YOUR TASK:
Report every line of the data where the string "concrete" appears.

(Point-per-instance localization data)
^^^^^^^^
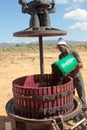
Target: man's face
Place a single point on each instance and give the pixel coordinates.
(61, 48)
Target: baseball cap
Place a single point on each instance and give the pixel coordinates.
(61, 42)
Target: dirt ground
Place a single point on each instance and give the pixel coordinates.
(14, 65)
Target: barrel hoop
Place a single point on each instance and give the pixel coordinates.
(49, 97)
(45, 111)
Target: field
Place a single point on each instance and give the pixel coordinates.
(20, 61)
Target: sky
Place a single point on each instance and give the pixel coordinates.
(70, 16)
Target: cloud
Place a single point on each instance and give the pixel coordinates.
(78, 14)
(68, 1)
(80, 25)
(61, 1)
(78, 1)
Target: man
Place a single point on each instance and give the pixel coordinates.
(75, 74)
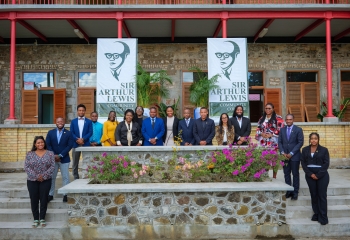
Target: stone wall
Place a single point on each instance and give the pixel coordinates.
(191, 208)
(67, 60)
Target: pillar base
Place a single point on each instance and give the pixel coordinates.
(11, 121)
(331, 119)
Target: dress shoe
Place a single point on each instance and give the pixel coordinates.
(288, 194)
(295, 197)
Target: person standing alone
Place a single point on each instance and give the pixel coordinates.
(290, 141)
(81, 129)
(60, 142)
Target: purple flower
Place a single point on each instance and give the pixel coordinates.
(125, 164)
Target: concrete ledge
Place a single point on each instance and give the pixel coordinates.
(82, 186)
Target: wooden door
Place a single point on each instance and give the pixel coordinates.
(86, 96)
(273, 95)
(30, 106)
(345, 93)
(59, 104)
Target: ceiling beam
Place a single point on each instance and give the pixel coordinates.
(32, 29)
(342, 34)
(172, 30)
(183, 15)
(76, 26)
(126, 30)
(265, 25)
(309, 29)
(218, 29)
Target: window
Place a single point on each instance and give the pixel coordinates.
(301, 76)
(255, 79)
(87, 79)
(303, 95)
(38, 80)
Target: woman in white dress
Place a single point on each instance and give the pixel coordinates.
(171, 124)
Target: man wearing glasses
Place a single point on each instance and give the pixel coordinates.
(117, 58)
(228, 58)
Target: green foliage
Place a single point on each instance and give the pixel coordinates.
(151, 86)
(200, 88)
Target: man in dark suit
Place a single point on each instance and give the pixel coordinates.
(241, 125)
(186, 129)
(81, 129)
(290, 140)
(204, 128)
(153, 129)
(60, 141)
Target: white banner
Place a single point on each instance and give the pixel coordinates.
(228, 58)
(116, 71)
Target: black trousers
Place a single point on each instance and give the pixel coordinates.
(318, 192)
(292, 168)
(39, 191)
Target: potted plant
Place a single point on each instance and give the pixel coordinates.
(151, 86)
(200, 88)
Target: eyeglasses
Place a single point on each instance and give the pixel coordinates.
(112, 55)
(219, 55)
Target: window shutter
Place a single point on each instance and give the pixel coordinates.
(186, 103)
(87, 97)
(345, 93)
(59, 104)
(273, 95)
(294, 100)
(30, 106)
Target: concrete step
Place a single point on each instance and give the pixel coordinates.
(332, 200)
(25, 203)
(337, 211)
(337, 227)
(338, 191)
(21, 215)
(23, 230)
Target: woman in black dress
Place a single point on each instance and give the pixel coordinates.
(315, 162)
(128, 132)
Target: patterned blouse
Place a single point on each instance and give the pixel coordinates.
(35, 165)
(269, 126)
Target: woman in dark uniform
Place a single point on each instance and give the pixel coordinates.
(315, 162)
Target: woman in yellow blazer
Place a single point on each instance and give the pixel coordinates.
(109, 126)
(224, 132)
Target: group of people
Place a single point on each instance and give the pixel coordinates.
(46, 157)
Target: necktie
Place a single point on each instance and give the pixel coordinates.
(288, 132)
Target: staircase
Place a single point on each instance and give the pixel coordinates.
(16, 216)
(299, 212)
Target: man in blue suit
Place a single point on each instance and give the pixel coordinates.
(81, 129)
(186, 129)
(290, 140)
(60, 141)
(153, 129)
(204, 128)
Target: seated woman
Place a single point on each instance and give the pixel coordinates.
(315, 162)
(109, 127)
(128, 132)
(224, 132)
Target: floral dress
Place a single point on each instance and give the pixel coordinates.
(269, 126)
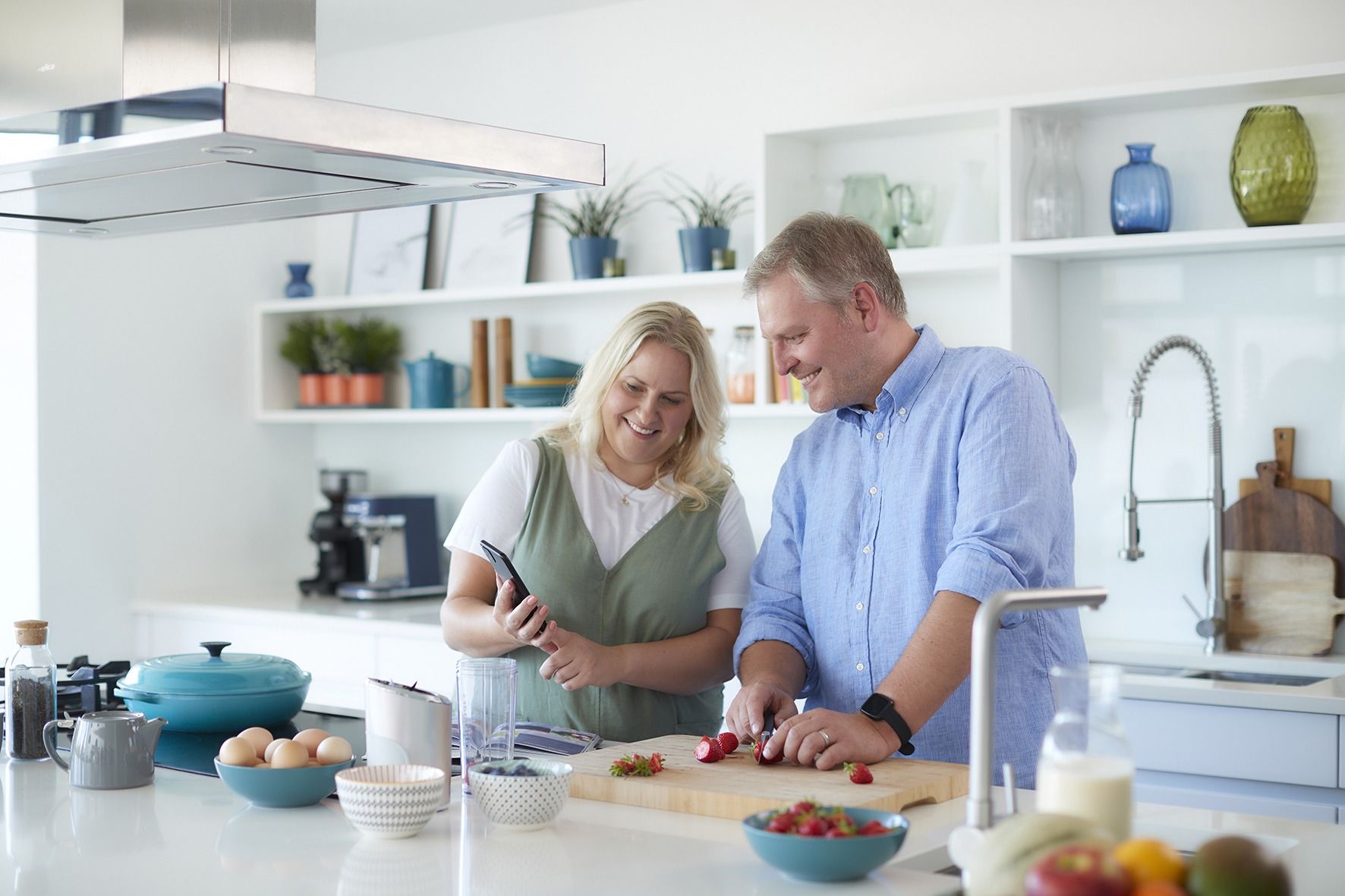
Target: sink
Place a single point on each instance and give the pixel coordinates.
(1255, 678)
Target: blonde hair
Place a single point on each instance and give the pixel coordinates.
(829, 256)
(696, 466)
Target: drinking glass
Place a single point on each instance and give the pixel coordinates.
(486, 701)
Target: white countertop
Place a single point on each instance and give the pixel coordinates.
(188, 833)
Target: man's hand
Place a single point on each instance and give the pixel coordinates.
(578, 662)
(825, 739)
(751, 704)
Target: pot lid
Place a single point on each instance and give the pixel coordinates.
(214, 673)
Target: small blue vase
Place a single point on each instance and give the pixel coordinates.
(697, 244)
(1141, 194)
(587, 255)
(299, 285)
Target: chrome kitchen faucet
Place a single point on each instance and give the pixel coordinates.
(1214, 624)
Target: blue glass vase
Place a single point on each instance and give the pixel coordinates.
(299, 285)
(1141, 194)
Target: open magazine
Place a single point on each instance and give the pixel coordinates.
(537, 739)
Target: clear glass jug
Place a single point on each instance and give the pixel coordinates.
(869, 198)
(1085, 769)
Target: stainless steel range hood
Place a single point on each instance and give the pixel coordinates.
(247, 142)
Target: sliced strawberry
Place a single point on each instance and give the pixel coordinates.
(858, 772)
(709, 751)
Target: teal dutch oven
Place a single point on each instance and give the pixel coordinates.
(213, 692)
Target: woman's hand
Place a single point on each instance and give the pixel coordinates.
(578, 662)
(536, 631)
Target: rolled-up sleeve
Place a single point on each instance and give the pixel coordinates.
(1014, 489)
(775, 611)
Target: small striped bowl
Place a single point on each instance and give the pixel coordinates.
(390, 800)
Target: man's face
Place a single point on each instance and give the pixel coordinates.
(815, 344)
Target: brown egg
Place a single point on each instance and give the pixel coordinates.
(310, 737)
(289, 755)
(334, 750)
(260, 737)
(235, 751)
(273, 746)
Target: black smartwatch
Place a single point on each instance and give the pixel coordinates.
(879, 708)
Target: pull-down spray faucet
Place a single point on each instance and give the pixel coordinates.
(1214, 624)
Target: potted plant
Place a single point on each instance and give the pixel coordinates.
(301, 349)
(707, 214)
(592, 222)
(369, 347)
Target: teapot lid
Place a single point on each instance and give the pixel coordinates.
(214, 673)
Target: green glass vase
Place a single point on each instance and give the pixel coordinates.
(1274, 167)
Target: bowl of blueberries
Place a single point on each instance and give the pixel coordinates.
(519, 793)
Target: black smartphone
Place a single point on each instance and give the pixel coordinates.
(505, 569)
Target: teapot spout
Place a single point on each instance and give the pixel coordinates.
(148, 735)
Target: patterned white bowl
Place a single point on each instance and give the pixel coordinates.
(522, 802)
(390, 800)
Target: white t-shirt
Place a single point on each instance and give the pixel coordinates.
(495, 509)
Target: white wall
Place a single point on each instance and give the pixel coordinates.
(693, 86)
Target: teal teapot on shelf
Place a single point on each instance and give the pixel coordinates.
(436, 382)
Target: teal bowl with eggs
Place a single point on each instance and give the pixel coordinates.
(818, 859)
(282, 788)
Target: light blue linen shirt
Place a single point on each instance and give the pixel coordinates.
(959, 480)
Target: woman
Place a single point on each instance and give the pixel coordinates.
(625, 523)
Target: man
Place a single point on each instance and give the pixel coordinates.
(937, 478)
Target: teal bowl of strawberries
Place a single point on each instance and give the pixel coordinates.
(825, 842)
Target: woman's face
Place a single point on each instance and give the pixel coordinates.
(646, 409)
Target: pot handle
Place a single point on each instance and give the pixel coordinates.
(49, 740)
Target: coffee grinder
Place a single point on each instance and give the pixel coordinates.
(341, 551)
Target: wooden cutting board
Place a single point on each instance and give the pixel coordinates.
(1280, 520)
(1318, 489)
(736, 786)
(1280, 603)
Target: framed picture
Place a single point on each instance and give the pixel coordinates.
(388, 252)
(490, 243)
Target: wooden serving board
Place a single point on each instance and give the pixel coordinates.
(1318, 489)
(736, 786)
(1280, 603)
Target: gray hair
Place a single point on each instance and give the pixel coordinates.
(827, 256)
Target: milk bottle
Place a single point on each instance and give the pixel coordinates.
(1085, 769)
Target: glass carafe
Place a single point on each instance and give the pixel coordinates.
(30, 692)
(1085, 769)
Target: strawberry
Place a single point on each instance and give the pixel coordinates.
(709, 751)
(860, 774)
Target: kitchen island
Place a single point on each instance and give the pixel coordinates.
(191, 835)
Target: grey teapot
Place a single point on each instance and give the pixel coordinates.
^^^^^^^^
RESPONSE BOX:
Target: concrete ledge
Target: concrete step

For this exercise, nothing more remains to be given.